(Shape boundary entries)
------------------------------------------------------------------------
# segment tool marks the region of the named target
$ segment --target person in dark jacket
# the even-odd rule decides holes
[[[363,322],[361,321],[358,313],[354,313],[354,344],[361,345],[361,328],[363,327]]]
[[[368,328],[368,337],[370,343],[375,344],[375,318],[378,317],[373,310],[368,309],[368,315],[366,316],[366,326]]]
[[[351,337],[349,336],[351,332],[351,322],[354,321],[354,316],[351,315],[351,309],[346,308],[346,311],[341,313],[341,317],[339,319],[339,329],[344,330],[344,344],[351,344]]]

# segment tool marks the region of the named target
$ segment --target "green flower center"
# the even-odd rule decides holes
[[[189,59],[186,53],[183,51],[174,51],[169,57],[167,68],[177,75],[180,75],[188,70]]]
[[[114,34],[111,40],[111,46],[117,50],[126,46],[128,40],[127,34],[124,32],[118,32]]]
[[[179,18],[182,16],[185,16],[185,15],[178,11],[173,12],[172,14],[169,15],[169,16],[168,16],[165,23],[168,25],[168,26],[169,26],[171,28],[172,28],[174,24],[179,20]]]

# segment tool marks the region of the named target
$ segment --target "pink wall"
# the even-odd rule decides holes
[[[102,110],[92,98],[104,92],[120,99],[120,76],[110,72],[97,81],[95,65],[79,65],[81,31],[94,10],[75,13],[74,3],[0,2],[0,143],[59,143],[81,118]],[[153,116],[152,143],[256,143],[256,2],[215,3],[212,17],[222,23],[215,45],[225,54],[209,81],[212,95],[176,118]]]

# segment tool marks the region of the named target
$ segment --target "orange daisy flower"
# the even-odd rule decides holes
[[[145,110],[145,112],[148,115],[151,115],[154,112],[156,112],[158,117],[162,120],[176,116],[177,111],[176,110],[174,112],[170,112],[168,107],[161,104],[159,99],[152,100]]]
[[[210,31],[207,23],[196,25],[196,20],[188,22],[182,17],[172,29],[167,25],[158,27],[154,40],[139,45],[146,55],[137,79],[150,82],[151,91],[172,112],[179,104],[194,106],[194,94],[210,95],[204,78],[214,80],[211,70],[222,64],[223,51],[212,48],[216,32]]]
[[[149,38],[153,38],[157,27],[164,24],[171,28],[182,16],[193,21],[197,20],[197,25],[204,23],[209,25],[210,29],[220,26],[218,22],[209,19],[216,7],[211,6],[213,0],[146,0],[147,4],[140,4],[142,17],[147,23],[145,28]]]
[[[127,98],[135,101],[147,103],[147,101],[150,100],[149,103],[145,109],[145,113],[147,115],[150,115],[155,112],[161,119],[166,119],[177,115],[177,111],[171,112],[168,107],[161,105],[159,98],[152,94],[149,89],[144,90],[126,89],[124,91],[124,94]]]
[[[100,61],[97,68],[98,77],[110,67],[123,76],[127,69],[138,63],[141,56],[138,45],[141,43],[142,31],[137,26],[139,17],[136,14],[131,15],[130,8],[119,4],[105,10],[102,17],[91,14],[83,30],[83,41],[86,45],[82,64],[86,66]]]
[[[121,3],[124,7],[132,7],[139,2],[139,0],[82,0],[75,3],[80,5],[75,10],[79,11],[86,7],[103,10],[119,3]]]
------------------------------------------------------------------------
*TO BE DONE*
Make an exact copy of the listing, including every line.

*WRITTEN ANSWER*
# segment tool marks the region of the named target
$ segment --target person in dark jacket
# the even-odd rule decides holes
[[[363,322],[361,321],[358,313],[354,313],[354,344],[361,345],[361,328],[363,327]]]
[[[368,328],[368,337],[370,343],[375,344],[375,318],[378,317],[373,310],[368,309],[368,315],[366,316],[366,326]]]
[[[351,337],[349,336],[351,332],[351,322],[354,321],[354,316],[351,315],[351,309],[346,308],[346,311],[341,313],[341,317],[339,319],[339,329],[344,330],[344,344],[351,344]]]

# segment tool marks the region of the named target
$ segment --target "green flower center"
# the even-odd rule decides holes
[[[189,59],[186,53],[183,51],[174,51],[169,57],[167,68],[177,75],[180,75],[188,70]]]
[[[114,34],[111,40],[111,46],[117,50],[126,46],[128,40],[127,34],[124,32],[118,32]]]
[[[179,18],[182,16],[185,16],[185,15],[178,11],[173,12],[172,14],[169,15],[169,16],[168,16],[165,23],[168,25],[168,26],[169,26],[171,28],[172,28],[174,24],[179,20]]]

# segment tool marks the region of the named target
$ segment --target "pink wall"
# the even-odd rule decides holes
[[[102,110],[92,98],[104,92],[120,99],[120,76],[110,72],[97,81],[95,65],[79,65],[81,31],[94,10],[75,13],[74,3],[0,2],[0,143],[59,143],[81,118]],[[153,116],[152,143],[256,143],[256,2],[215,3],[212,17],[222,23],[215,45],[225,54],[209,81],[212,95],[176,118]]]

# segment tool marks the region of the named target
$ segment --target "orange daisy flower"
# the even-odd rule decides holes
[[[145,110],[145,112],[148,115],[151,115],[154,112],[156,112],[158,117],[162,120],[176,116],[177,111],[176,110],[174,112],[170,112],[168,107],[161,104],[159,99],[152,100]]]
[[[210,31],[207,23],[196,25],[196,20],[188,22],[182,17],[172,29],[167,25],[158,27],[154,40],[139,45],[146,55],[137,79],[150,82],[151,91],[172,112],[179,104],[194,106],[194,94],[210,95],[204,78],[214,80],[211,70],[222,64],[223,51],[212,48],[216,32]]]
[[[149,38],[153,38],[157,27],[164,24],[171,28],[182,16],[193,21],[197,20],[197,25],[204,23],[209,25],[210,29],[220,26],[218,22],[209,19],[216,7],[211,6],[213,0],[146,0],[147,4],[140,4],[142,17],[147,23],[145,28]]]
[[[127,98],[135,101],[147,103],[147,101],[150,100],[149,103],[145,109],[145,113],[147,115],[150,115],[155,112],[161,119],[166,119],[177,115],[177,111],[171,112],[168,107],[161,105],[159,98],[152,94],[149,89],[144,90],[126,89],[124,91],[124,94]]]
[[[100,61],[97,68],[98,77],[110,67],[123,76],[127,69],[138,63],[141,56],[138,45],[141,43],[142,31],[137,26],[139,17],[136,14],[131,15],[130,8],[119,4],[105,10],[102,17],[91,14],[83,30],[83,41],[86,45],[82,64],[86,66]]]
[[[121,3],[124,7],[132,7],[139,2],[139,0],[82,0],[75,3],[80,5],[75,10],[79,11],[86,7],[103,10],[119,3]]]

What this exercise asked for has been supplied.